**Requirement**
Copy each line of the data beneath in which the word "gimme" appears.

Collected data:
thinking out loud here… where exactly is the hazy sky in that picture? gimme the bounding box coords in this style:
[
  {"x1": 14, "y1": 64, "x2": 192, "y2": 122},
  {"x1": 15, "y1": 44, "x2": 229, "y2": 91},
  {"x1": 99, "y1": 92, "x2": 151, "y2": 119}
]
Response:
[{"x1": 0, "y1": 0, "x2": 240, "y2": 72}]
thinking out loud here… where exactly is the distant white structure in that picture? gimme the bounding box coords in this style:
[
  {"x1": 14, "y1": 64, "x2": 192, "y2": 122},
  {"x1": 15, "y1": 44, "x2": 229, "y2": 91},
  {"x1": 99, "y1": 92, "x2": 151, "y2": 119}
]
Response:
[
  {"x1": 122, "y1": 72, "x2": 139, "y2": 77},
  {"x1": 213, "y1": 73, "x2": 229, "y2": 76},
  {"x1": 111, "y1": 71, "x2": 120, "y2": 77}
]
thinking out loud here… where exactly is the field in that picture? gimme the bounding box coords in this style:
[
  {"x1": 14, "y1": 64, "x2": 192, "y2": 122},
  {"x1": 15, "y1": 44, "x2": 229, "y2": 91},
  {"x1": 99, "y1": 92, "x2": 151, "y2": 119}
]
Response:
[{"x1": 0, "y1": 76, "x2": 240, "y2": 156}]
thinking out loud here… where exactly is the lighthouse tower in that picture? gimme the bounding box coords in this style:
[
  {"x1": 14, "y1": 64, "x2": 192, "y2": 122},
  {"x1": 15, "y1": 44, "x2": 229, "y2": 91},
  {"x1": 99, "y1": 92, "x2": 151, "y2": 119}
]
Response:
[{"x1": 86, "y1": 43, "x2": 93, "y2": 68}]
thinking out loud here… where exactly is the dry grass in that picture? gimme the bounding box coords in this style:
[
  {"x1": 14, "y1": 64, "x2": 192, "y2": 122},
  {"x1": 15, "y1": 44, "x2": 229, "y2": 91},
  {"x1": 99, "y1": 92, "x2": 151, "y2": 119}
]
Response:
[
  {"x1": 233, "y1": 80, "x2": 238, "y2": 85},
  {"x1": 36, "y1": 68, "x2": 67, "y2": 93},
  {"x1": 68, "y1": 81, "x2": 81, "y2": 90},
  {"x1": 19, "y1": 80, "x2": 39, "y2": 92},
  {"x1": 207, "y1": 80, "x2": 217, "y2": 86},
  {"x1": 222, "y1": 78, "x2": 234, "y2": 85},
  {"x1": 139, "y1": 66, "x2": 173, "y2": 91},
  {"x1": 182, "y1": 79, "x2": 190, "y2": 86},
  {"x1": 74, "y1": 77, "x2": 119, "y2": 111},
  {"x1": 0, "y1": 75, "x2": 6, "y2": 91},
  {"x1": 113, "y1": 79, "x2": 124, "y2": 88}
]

**Solution below**
thinking out loud here… where exactly is the hazy sky in that picture? gimme the bounding box coords in this style:
thinking out loud here… where exactly is the distant white structure in that picture? gimme the bounding box coords in this style:
thinking out loud here… where exactly is the field in that picture? gimme the bounding box coords in this style:
thinking out loud here… where exactly is the lighthouse tower in that picture? gimme the bounding box coords in this style:
thinking out loud here… where exactly is the dry grass in that picture? gimme the bounding box coords in this style:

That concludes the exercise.